> [WHAT YOU SHOULD DO]: Write out every entry word for word.

> [RECORDS TO USE]:
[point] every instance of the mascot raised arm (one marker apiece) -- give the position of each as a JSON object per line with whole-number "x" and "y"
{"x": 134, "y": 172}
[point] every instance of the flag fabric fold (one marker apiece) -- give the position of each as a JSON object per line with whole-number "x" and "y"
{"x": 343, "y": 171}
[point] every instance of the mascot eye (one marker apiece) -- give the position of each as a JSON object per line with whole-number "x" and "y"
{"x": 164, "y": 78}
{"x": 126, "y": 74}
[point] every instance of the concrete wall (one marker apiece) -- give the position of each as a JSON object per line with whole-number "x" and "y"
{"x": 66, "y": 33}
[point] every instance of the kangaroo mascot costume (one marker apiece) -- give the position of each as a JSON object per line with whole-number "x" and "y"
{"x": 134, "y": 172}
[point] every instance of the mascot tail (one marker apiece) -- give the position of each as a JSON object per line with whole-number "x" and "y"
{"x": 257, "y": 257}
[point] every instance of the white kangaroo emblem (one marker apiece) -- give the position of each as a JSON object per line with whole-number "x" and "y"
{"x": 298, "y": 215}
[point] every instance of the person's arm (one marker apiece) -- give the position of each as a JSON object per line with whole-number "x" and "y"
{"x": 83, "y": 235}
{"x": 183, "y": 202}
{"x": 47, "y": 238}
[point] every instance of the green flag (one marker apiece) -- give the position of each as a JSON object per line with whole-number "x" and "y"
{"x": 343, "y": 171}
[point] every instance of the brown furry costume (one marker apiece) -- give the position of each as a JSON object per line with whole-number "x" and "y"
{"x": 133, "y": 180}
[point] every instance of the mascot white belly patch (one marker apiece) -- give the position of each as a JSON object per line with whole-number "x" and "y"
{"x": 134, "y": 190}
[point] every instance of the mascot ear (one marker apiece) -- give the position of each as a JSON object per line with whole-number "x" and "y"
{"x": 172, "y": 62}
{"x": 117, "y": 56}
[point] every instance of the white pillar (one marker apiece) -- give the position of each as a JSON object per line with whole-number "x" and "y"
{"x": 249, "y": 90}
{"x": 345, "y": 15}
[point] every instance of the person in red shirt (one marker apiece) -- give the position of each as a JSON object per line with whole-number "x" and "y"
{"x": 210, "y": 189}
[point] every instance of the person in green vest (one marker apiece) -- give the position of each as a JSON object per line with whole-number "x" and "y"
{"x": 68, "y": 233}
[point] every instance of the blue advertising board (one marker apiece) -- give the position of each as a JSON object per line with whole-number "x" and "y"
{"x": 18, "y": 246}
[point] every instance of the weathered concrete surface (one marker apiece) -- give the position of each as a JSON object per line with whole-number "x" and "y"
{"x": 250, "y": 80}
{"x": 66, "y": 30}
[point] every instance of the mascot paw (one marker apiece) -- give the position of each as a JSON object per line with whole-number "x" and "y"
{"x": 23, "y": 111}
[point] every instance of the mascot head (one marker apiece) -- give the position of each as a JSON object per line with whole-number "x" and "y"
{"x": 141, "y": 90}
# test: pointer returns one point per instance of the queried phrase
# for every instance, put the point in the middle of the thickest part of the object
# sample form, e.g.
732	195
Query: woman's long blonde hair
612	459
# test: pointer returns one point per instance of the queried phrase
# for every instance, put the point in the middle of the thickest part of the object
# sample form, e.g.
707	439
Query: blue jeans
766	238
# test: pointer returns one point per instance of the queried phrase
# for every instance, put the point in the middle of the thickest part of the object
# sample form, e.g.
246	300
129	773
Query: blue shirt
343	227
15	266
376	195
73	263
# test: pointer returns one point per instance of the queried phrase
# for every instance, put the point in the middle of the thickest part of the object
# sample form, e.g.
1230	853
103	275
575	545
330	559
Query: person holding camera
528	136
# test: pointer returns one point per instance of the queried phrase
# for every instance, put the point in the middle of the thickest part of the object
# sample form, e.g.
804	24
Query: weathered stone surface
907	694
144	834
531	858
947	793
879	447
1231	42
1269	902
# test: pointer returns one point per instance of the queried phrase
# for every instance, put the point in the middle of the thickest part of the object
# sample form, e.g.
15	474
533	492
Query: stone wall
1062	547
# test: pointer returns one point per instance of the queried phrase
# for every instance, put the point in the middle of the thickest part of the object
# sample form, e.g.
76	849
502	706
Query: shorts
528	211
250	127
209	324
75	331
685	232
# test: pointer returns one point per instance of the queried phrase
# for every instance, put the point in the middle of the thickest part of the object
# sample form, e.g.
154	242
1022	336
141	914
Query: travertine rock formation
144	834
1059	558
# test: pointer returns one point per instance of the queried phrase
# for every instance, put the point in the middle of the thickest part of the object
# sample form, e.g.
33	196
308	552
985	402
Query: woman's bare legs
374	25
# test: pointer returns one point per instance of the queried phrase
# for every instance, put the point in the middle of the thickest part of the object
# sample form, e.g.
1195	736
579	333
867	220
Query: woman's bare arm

> [EXERCISE SOLUTION]:
[point] every instance of the mascot raised arm (one marker apiece) -- give the position of each as a JSON object per line with whole-number "x" and "y"
{"x": 134, "y": 172}
[point] every instance of the flag fabric fold (one marker apiece) -- give the position of each as a JSON object per line with whole-number "x" and "y"
{"x": 343, "y": 171}
[point] every instance of the mascot eye (one marker apiece) -- give the position of each as a JSON object per line with whole-number "x" and "y"
{"x": 164, "y": 78}
{"x": 126, "y": 74}
[point] every instance of the concrete wall (one marker apiece) -- give the position of each as a JSON object per line with whole-number "x" and "y"
{"x": 66, "y": 33}
[point] every instance of the kangaroo mascot costume (one marker apiece) -- give the position of each as a JSON object per line with whole-number "x" and "y"
{"x": 134, "y": 172}
[point] every instance of the mascot tail (one marker apiece) -- give the position of each as a JSON object per line with whole-number "x" and "y"
{"x": 257, "y": 257}
[point] every instance of the white kangaroo emblem (one marker apiece) -- give the position of each as a JSON object per line with whole-number "x" and "y"
{"x": 298, "y": 215}
[point] every instance of the person's arm (one marker apiece) -- give the position of each as a JSON object per line with whole-number "x" and "y"
{"x": 83, "y": 235}
{"x": 183, "y": 202}
{"x": 47, "y": 238}
[point] every instance of the green flag (one marker apiece) -- give the position of each as a JSON object per line with whole-number "x" and "y"
{"x": 343, "y": 171}
[point] every instance of the brown furry costume (one marker apiece) -- give the position of each as a JSON object per line with whole-number "x" and "y"
{"x": 133, "y": 180}
[point] every instance of the mascot white belly patch (one marker apiece) -- give the position of each as a JSON object per line with whole-number "x" and "y"
{"x": 134, "y": 190}
[point] every instance of the mascot ear (one marker apiece) -- give the position of each as a JSON object per line with whole-number "x" and "y"
{"x": 172, "y": 62}
{"x": 117, "y": 56}
[point] every instance of the white pillar (one marker apiece) -- give the position of each as a JSON object per line with whole-number "x" and "y"
{"x": 249, "y": 90}
{"x": 345, "y": 15}
[point] every instance of the person in red shirt (one marker apiece) -- give the position of each as a JSON object per line with whole-number "x" and "y"
{"x": 210, "y": 189}
[point] every instance of the person in green vest (one marker apiece) -- give the position of each as a JSON object per line with whole-number "x" and "y"
{"x": 68, "y": 233}
[point] every instance of the blue advertising board (one marker apiece) -- give the position of each as a JSON object per line with whole-number "x" and "y"
{"x": 18, "y": 246}
[point] every instance of the weathered concrete surface (one marker apiece) -- give the position of each as a JSON object per line with whole-number "x" and "y"
{"x": 250, "y": 80}
{"x": 66, "y": 30}
[point] every instance of the mascot paw (one marker apiece) -- give the position of each as a JSON object per line with whole-number "x" and "y"
{"x": 23, "y": 111}
[point] every instance of the mascot head (one marker apiece) -- give the position of each as a JSON object per line with whole-number "x" and "y"
{"x": 141, "y": 90}
# test: pointer returns one point per instance of the queried phrase
# for every instance, put the point in the middle of the thickest part of the object
# sample form, e.g.
732	195
Query: woman's long blonde hair
612	459
# test: pointer returns one point per instance of the queried phrase
# for every instance, put the point in the middle of the thickest part of the object
# sample form, e.g.
707	439
Query: blue jeans
766	238
# test: pointer returns one point per instance of the queried phrase
# for every instance, put the point in the middle of the thickest part of the object
# sample form, e.g.
246	300
129	773
Query: blue shirt
343	227
15	266
376	195
73	263
# test: pointer returns one point per instance of the queried phrase
# for every instance, put the point in the middle of the thickest part of the object
# sample form, e.g.
1230	853
103	275
575	545
330	559
Query: person holding camera
528	136
# test: pointer returns one point per instance of the queried phrase
# for every instance, put the point in the middle of the thickest part of the object
# sample form, e.g.
804	24
Query: weathered stone surface
907	694
144	834
531	858
947	793
879	447
1231	42
1269	902
# test: pointer returns one point per instance of the queried phrase
# for every instance, put the point in the middle of the thickest part of the object
# sample form, e.g.
15	474
533	492
Query: stone wall
1062	547
# test: pointer returns one point per instance of the queried phrase
# for every instance, put the point in the middle of the thickest part of the object
# sample form, e.g.
76	849
502	706
Query: shorts
528	211
250	127
209	324
75	331
685	232
# test: pointer returns one point per instance of the queried phrase
# for every instance, put the point in the middle of the thickest part of the object
# sample form, e.g.
154	242
1022	336
141	914
Query: travertine rock formation
144	834
1059	558
# test: pointer returns one point per instance of the queried phrase
# for every instance, put the point in the middle of the thickest part of the object
# sample form, e.g.
33	196
308	552
985	402
Query: woman's bare legs
374	25
# test: pointer returns one point per instance of the queried phrase
# for every instance, put the point in the middle of the thickest part of the object
# sample form, e.g.
1195	736
579	333
867	220
Query: woman's bare arm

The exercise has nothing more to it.